Rewrite the records below, changing every "rough mask" to "coarse mask" and keeping everything else the same.

____

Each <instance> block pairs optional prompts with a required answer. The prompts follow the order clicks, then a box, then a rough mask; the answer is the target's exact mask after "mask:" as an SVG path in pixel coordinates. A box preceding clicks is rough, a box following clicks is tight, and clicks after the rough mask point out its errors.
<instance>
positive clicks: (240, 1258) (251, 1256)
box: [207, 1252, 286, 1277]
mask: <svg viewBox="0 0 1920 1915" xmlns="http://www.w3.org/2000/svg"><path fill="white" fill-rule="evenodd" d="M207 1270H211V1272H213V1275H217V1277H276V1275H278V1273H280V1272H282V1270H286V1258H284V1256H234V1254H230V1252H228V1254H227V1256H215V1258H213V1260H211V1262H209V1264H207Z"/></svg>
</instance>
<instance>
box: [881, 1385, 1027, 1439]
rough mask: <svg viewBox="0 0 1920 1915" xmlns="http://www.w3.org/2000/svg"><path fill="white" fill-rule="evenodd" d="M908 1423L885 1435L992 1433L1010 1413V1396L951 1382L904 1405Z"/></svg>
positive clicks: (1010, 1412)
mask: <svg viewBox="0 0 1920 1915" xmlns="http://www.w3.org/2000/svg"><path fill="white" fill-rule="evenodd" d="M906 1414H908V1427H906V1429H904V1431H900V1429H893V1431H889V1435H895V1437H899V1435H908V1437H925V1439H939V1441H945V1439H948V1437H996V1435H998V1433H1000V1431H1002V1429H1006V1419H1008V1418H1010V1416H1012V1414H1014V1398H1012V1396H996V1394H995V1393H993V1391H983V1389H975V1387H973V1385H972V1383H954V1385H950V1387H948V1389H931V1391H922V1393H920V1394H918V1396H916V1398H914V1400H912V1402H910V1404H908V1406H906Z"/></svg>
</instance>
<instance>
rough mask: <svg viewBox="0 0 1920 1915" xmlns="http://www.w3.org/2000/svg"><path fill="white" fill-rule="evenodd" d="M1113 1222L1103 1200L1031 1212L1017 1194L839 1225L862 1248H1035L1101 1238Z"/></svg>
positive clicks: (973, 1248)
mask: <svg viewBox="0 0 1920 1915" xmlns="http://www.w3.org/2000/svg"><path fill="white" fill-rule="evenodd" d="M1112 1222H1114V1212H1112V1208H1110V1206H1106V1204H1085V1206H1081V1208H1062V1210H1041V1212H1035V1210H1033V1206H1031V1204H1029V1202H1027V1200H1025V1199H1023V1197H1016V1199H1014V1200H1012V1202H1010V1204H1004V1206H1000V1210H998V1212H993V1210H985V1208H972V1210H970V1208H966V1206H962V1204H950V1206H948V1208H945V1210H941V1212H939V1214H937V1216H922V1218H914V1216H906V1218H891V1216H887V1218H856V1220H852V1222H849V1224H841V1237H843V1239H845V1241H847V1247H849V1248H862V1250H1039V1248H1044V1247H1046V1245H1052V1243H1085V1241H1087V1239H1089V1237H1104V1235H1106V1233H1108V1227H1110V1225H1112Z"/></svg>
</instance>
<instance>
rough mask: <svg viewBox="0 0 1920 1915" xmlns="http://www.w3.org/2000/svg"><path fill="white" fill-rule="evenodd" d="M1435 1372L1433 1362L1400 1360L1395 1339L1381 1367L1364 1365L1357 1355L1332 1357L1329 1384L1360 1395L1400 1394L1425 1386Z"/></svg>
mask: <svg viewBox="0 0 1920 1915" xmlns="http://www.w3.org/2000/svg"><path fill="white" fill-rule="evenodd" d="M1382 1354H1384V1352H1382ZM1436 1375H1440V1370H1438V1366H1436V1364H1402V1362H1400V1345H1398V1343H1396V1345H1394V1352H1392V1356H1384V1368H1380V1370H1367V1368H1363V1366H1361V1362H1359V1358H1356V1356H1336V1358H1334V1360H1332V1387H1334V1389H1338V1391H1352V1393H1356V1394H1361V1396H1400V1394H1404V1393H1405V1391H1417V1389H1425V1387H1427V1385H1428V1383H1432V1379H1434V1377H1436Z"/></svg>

____

▸ **Expected output**:
Each <instance> block pairs optional prompts with a required answer. The prompts follow the order clicks, then a box, then a coarse mask; the answer is the target's exact mask after "mask:" as an SVG path in pixel coordinates. A box preceding clicks is rough, a box following clicks is tight, and clicks after the coarse mask point out its errors.
<instance>
positive clicks: (240, 1258) (251, 1256)
box: [207, 1252, 286, 1277]
mask: <svg viewBox="0 0 1920 1915" xmlns="http://www.w3.org/2000/svg"><path fill="white" fill-rule="evenodd" d="M207 1270H211V1272H213V1275H217V1277H276V1275H278V1273H280V1272H282V1270H286V1258H284V1256H234V1254H230V1252H228V1254H227V1256H215V1258H213V1260H211V1262H209V1264H207Z"/></svg>
</instance>
<instance>
box: [881, 1385, 1027, 1439]
coarse mask: <svg viewBox="0 0 1920 1915" xmlns="http://www.w3.org/2000/svg"><path fill="white" fill-rule="evenodd" d="M908 1423L885 1435L992 1433L1010 1413V1396L951 1382L904 1405Z"/></svg>
positive clicks: (1010, 1412)
mask: <svg viewBox="0 0 1920 1915" xmlns="http://www.w3.org/2000/svg"><path fill="white" fill-rule="evenodd" d="M906 1414H908V1427H906V1429H904V1431H900V1429H893V1431H889V1435H895V1437H899V1435H908V1437H925V1439H939V1441H945V1439H948V1437H996V1435H998V1433H1000V1431H1002V1429H1006V1419H1008V1418H1010V1416H1012V1414H1014V1398H1012V1396H996V1394H995V1393H993V1391H983V1389H975V1387H973V1385H972V1383H954V1385H950V1387H948V1389H931V1391H922V1393H920V1394H918V1396H916V1398H914V1400H912V1402H910V1404H908V1406H906Z"/></svg>
</instance>
<instance>
coarse mask: <svg viewBox="0 0 1920 1915" xmlns="http://www.w3.org/2000/svg"><path fill="white" fill-rule="evenodd" d="M1113 1222L1103 1200L1031 1212L1017 1194L839 1225L862 1248H1035L1101 1238Z"/></svg>
positive clicks: (973, 1248)
mask: <svg viewBox="0 0 1920 1915" xmlns="http://www.w3.org/2000/svg"><path fill="white" fill-rule="evenodd" d="M1112 1222H1114V1212H1112V1208H1110V1206H1106V1204H1085V1206H1081V1208H1062V1210H1041V1212H1035V1210H1033V1206H1031V1204H1029V1202H1027V1200H1025V1199H1023V1197H1016V1199H1014V1200H1012V1202H1010V1204H1004V1206H1000V1210H998V1212H993V1210H985V1208H972V1210H970V1208H966V1206H962V1204H950V1206H948V1208H945V1210H941V1212H939V1214H937V1216H922V1218H914V1216H906V1218H891V1216H887V1218H856V1220H852V1222H849V1224H841V1237H843V1239H845V1241H847V1247H849V1248H862V1250H1039V1248H1044V1247H1046V1245H1052V1243H1085V1241H1087V1239H1089V1237H1104V1235H1106V1233H1108V1227H1110V1225H1112Z"/></svg>
</instance>
<instance>
coarse mask: <svg viewBox="0 0 1920 1915" xmlns="http://www.w3.org/2000/svg"><path fill="white" fill-rule="evenodd" d="M1435 1372L1433 1362L1400 1360L1395 1339L1381 1367L1364 1365L1357 1355L1332 1357L1329 1384L1360 1395L1400 1394L1425 1386Z"/></svg>
mask: <svg viewBox="0 0 1920 1915" xmlns="http://www.w3.org/2000/svg"><path fill="white" fill-rule="evenodd" d="M1382 1354H1384V1352H1382ZM1436 1375H1440V1370H1438V1366H1436V1364H1402V1362H1400V1345H1398V1343H1396V1345H1394V1352H1392V1356H1384V1368H1380V1370H1367V1368H1363V1366H1361V1362H1359V1358H1356V1356H1336V1358H1334V1360H1332V1387H1334V1389H1338V1391H1352V1393H1356V1394H1361V1396H1400V1394H1404V1393H1405V1391H1417V1389H1425V1387H1427V1385H1428V1383H1432V1379H1434V1377H1436Z"/></svg>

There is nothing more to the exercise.